**Consignas del ejercicio:**
1. En el texto sobre Vargas Llosa y Assange, ¿qué novela escribió Vargas Llosa hace 40 años?
2. Prosigue el texto sobre Vargas Llosa y Assange a partir de su última oración.

**Bloque de texto:**
Así, este “cartógrafo de las estructuras de poder, de la resistencia del individuo” arremete en contra de los individuos que delatan la estructura de poder más intensa que ha visto la humanidad nunca jamás. Para que el Estado pueda funcionar. Valiente postura, en efecto. A propósito de la defensa y el “derramamiento de sangre” que, según la alta burocracia del Departamento de Estado, Bradley Manning y Assange acarrearían sobre víctimas inocentes, Daniel Ellsberg ha comentado que ni una gota ha sido derramada por los reporteros, pero sí han corrido torrentes gracias a las bombas y balas de “el principal valedor de la democracia liberal”. Al soldado que lucha en contra de las estructuras de poder se le responsabiliza de una sangre que no ha derramado y al aparato militar que sí derrama sangre se tilda de “el principal valedor de la democracia liberal”.
Pero, claro, hace 40 años Vargas Llosa escribió la hermosa Conversación en la catedral, lo que lo autoriza a disparatar con impunidad. ¿Acaso no somos nosotros, sus lectores, más imbéciles?

Datos de señalamiento
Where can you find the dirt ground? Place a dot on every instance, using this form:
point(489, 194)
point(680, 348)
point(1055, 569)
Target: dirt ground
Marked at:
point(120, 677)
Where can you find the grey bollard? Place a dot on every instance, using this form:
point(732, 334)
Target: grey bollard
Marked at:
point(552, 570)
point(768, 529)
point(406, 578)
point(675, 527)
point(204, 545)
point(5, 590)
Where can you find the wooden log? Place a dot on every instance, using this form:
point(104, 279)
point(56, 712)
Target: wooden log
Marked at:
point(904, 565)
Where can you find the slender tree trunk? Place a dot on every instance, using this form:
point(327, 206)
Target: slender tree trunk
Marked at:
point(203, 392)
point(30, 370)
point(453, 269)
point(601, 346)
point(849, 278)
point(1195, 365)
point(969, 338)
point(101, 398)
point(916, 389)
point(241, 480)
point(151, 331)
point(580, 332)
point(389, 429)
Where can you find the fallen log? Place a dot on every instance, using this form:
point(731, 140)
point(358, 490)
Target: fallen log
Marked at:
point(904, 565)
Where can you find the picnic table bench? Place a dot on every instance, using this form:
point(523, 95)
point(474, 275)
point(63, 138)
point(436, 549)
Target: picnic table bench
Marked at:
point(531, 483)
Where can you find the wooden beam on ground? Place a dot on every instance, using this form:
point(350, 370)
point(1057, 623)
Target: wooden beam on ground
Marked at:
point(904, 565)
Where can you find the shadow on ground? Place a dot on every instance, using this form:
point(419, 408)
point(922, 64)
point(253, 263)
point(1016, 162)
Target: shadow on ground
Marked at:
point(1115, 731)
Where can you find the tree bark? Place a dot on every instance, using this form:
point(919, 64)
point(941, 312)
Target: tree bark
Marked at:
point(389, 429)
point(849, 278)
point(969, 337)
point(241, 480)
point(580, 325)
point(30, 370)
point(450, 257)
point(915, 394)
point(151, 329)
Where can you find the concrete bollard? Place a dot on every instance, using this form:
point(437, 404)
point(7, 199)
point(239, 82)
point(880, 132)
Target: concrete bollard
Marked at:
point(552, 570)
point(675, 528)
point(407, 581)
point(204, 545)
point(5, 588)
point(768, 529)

**Las respuestas:**
1. Conversación en la catedral.

2.
En otro ensayo reciente, titulado “Los generales y las faldas”, Vargas Llosa dedica su pluma al chisme en torno al general David Patraeus. Escribe:
El caso del general Petraeus sí es trágico. Ha sido un gran militar, con una hoja de servicios impecable y que consiguió algo que parecía imposible: darle la vuelta a la guerra de Irak en la última etapa y permitir que Estados Unidos saliera de esa trampa diabólica si no victorioso, por lo menos airoso. Un “error de juicio” que duró cuatro meses lo ha hundido en la ignominia y, si es recordado en el futuro, no lo será por todas las guerras en que se jugó la vida, ni por las heridas que recibió, ni por las vidas que ayudó a salvar, sino por una furtiva aventura sexual.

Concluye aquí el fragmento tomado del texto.